Problem requirements: Please retype, character for character, the part of the Glasgow Worldcon report that opens with the words containing "Another sobering legacy" and closes with "heritage enriches it.".

Document segment:
··········
It’s a pleasure to be reporting from the 2024 Glasgow Worldcon, the 82nd World Science Fiction Convention, “a Worldcon for our futures,” held in the Scottish Events Campus on the banks of the Clyde. Despite Glasgow’s historic reputation as a cast-iron-and-coal Victorian industrial capital, the SEC is a suitably modernistic venue for a Worldcon, with the ovoid bulk of Sir Norman Foster’s Armadillo, the glass tent of the SEC Centre, and the attached Crowne Plaza Hotel providing much of the hospitality and function rooms. It’s also a particularly well sized venue for a Worldcon whose attendance runs into the high thousands. Current figures run at somewhere over 7,000 attendees onsite, as well as others with badges still to be claimed, and both figures are likely to rise—never mind the streaming audience who will be catching the show panels and events remotely.

In fact, after the earlier ructions over attempts to hack the Hugo Awards, this Worldcon appears to have run pretty smoothly. One or two events have been packed to capacity, but the organizers have made many of the most significant tracks available online. With multiple sessions, workshops, and speciality themed panels running simultaneously, one of the very, very few exasperations of this Worldcon is being literally spoiled for choice, with the plethora of fascinating options. Book vendors and dealers on the very extensive trade floor have said that the whole show has really exceeded their expectations—both in terms of sales, and just the ease of dealing with the venue and its facilities.

One sobering aspect of this Worldcon is the lingering legacy of COVID, still not entirely dispelled. Many attendees are wearing masks, especially those over from American conventions where COVID cases have been reported. The SEC Centre itself was briefly turned into a COVID-19 treatment centre during the pandemic, and my last visit here was for COP-26 in 2021, when attendees went through a double layer of screening for security and contagion testing. That’s no longer necessary, but the memory lingers—like something from a suitably science-fictional apocalyptic disaster movie.

Another sobering legacy is that of the mighty Iain Banks; but there will be plenty of space to write more on him, and the other great Scottish writers who have followed in his wake, later. Meanwhile, Scotland has a Worldcon it deserves, and Worldcon has a venue whose literary heritage enriches it.
··········
Dataset entries:
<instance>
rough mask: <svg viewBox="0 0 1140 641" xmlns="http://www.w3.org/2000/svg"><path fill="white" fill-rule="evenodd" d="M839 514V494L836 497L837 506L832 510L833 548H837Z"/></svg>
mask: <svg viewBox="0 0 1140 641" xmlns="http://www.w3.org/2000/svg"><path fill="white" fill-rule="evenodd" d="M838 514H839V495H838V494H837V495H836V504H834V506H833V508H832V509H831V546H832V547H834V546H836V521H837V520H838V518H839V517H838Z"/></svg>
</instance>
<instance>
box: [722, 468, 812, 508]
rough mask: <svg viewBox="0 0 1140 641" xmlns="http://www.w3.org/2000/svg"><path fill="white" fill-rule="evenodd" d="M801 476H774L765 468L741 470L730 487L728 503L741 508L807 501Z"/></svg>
··········
Solution below:
Another sobering legacy is that of the mighty Iain Banks; but there will be plenty of space to write more on him, and the other great Scottish writers who have followed in his wake, later. Meanwhile, Scotland has a Worldcon it deserves, and Worldcon has a venue whose literary heritage enriches it.